> Given exercise
Return every line of the items below that contains the string "cuff".

> Source material
>>>>>

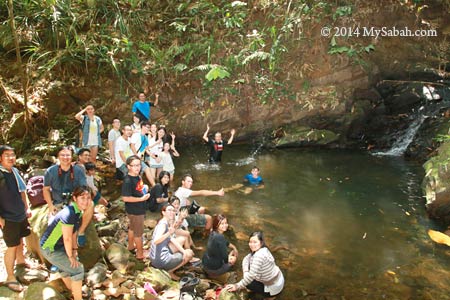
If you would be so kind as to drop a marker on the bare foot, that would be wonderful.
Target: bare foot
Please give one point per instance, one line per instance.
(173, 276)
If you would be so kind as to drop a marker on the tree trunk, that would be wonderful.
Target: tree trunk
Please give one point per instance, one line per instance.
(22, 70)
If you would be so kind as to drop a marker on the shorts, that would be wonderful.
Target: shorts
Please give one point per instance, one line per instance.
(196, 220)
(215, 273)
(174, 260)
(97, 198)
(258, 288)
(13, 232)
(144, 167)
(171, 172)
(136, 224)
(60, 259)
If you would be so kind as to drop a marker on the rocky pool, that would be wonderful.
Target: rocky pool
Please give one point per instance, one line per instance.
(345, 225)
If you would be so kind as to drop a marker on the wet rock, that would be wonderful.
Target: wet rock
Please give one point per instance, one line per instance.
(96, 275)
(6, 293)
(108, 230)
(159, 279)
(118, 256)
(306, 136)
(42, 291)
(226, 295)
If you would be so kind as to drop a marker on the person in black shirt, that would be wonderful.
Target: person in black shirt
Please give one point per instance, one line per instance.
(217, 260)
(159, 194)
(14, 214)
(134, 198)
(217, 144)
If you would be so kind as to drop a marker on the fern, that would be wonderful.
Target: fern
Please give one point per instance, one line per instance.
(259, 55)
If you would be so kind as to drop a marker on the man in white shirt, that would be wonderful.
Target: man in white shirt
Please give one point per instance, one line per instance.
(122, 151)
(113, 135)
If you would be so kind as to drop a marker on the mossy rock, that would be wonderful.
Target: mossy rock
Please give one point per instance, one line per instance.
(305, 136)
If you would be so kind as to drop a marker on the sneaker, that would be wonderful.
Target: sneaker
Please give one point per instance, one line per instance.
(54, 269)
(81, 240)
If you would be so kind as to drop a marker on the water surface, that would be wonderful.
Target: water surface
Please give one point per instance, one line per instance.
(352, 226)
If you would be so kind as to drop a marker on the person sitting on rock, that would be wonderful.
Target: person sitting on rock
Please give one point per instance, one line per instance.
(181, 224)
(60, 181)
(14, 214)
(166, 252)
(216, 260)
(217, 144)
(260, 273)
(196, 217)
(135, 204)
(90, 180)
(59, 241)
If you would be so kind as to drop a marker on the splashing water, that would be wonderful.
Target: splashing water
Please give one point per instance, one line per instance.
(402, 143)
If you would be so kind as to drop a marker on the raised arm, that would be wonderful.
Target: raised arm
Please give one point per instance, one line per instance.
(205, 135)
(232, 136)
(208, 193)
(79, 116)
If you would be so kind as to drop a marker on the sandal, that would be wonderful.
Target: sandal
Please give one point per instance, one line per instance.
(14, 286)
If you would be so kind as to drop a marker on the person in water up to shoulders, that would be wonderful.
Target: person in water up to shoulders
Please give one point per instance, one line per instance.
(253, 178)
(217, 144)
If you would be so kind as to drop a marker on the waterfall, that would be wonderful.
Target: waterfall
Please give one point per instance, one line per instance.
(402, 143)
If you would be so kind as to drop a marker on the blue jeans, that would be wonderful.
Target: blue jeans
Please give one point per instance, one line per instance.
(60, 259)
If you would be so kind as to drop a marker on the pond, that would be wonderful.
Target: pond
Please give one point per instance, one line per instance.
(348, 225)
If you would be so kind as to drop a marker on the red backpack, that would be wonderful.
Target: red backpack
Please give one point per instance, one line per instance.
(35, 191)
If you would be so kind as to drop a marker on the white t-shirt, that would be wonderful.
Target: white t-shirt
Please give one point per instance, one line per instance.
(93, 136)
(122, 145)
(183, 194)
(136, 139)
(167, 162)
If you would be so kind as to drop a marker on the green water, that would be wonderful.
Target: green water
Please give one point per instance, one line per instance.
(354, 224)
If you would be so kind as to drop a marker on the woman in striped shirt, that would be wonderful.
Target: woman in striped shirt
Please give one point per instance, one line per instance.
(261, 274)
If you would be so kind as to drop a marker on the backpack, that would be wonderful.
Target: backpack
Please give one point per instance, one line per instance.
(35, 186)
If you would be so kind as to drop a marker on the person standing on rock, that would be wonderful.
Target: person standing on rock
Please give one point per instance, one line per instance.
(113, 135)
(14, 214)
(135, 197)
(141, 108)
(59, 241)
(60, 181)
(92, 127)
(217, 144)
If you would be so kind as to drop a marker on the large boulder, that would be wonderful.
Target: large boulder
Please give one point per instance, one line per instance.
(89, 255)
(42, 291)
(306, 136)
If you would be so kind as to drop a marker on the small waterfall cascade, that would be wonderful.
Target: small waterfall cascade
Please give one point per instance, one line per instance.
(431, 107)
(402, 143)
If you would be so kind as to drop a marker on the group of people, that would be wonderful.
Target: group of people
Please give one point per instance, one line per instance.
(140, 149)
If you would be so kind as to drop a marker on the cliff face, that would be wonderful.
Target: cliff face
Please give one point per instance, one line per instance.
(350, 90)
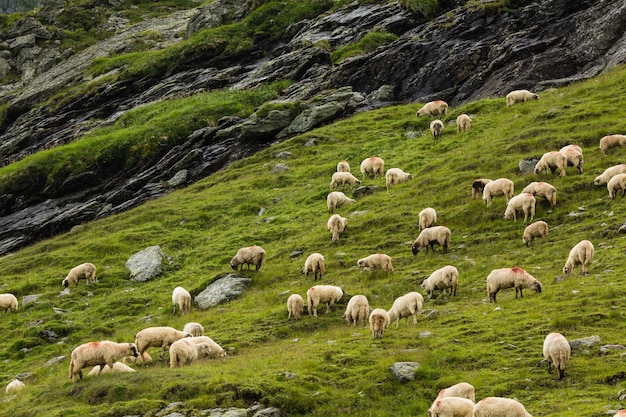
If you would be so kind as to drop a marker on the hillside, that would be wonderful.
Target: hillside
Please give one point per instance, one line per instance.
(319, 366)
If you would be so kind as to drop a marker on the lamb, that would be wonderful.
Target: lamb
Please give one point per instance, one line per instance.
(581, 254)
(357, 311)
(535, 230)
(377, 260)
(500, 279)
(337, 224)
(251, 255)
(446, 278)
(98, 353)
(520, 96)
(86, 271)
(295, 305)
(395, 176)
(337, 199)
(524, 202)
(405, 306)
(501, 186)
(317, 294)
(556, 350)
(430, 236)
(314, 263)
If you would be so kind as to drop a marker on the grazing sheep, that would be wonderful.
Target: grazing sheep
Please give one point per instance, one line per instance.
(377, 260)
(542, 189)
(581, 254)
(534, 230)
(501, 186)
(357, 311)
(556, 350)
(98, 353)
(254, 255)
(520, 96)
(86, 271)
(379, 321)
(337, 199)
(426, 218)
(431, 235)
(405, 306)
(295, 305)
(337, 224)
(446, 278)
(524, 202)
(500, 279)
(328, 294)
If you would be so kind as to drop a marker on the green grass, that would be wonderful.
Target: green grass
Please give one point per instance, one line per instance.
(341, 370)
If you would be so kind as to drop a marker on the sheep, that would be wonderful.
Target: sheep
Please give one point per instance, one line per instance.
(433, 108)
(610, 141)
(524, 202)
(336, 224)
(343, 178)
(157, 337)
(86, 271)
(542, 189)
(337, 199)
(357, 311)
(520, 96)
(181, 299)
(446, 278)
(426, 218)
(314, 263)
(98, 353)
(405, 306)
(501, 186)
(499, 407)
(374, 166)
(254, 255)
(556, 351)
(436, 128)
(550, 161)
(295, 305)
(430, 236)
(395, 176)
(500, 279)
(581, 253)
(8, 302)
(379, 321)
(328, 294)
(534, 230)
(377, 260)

<<<<<
>>>>>

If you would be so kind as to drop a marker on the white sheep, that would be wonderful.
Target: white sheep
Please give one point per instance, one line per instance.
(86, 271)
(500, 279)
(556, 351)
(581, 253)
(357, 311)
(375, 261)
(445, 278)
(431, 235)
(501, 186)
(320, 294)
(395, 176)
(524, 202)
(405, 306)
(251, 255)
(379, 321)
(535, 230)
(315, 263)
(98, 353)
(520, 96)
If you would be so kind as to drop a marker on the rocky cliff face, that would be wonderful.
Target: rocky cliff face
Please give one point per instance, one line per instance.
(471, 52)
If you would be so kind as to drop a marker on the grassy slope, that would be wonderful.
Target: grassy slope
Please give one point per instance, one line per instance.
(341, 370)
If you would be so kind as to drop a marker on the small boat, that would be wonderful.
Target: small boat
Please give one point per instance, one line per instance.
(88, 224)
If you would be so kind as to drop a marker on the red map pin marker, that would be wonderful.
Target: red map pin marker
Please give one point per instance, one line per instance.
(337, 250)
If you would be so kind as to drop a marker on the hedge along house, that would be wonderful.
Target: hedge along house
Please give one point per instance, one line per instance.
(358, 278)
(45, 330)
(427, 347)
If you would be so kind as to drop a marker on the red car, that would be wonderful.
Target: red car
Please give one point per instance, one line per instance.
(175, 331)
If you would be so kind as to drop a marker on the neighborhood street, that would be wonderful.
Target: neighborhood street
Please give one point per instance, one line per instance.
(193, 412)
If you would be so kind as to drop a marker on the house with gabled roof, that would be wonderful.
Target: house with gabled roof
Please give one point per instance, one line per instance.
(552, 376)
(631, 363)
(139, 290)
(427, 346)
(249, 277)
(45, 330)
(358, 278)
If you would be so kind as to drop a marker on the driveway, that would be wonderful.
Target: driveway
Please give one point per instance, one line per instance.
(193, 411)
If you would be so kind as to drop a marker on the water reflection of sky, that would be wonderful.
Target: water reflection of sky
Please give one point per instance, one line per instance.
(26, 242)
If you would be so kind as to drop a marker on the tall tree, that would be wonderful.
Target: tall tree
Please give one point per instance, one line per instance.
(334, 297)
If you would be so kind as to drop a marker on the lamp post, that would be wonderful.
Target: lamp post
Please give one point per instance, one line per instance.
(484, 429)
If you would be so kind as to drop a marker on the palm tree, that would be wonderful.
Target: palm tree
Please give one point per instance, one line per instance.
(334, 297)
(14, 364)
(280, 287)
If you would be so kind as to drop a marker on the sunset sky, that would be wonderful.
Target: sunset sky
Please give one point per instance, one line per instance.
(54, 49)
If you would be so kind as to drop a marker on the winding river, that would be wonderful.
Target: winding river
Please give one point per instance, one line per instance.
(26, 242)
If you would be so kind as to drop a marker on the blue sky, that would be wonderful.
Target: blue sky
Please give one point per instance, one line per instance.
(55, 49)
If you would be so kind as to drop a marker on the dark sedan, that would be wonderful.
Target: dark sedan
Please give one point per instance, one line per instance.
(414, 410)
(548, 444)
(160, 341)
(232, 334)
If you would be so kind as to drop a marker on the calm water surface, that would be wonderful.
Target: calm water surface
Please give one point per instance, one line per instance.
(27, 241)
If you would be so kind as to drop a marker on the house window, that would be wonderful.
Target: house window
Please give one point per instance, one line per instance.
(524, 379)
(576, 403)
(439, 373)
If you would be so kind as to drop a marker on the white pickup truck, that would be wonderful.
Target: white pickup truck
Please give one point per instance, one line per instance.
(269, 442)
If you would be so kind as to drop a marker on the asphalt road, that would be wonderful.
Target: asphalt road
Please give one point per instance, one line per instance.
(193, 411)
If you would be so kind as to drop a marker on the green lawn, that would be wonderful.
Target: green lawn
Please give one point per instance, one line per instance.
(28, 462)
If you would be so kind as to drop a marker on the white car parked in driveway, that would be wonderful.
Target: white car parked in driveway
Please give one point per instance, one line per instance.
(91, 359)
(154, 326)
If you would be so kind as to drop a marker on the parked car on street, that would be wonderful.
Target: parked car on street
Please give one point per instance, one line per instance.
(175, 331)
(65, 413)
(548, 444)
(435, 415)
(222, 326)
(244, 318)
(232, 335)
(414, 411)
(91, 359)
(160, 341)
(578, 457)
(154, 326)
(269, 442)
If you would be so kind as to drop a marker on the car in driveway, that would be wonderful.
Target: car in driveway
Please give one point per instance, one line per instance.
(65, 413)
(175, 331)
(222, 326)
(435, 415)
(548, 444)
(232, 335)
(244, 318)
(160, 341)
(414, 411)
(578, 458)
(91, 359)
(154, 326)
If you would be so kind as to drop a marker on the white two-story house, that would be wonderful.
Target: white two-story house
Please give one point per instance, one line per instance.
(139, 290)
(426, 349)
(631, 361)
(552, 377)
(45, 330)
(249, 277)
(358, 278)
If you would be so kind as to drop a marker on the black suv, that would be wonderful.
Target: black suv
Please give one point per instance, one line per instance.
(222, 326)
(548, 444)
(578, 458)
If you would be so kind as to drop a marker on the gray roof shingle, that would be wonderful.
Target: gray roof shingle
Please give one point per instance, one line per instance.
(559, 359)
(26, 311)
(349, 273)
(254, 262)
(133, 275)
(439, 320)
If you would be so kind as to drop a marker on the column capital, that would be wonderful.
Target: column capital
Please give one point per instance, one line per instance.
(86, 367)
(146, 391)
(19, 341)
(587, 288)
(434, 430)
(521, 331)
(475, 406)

<<<<<
>>>>>

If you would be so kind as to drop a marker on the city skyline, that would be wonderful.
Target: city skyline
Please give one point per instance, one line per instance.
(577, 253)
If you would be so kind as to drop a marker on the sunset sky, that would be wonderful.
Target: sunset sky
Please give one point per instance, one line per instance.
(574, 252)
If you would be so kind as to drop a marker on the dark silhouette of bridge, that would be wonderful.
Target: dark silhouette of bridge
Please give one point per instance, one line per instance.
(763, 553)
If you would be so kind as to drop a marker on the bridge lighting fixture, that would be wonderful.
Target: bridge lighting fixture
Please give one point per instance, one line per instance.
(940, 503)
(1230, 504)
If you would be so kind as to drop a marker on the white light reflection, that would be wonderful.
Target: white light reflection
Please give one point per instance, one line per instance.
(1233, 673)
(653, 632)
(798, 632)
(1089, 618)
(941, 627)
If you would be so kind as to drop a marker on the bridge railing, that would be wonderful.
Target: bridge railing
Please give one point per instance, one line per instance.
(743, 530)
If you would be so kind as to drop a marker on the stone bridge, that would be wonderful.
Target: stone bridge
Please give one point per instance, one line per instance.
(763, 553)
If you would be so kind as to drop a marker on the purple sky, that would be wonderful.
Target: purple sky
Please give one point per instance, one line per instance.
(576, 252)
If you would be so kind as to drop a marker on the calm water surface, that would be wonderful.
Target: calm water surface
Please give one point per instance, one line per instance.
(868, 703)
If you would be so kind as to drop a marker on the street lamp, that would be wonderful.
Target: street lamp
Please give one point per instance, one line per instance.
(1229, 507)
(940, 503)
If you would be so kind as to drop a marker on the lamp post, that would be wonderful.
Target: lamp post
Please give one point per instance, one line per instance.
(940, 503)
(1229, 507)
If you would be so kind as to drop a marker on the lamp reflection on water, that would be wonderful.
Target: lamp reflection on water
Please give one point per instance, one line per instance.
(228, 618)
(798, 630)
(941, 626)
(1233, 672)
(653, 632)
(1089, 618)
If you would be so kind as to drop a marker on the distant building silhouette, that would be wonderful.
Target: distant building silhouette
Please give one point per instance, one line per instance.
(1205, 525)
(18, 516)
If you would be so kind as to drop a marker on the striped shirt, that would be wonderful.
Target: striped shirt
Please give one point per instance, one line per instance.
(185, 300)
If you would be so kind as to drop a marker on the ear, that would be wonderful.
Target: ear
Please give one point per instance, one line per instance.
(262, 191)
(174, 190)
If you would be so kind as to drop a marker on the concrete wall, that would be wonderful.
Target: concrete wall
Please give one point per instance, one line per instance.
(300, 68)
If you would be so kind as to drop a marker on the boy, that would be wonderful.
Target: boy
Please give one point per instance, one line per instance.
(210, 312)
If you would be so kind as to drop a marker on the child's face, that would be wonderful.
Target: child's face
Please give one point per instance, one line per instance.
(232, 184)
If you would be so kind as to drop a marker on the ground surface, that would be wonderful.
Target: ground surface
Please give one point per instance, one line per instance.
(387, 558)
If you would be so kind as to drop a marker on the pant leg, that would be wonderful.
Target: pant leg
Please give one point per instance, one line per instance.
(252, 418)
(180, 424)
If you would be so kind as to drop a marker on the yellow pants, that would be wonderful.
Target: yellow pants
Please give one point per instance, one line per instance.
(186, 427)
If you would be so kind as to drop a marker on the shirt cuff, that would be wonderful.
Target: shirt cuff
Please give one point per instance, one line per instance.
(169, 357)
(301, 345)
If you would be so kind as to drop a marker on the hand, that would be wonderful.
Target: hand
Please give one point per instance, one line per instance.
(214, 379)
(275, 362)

<<<<<

> Solution for this problem
If you would be so kind as to drop a marker on the shirt cuff, that would be wonderful.
Target: shirt cuff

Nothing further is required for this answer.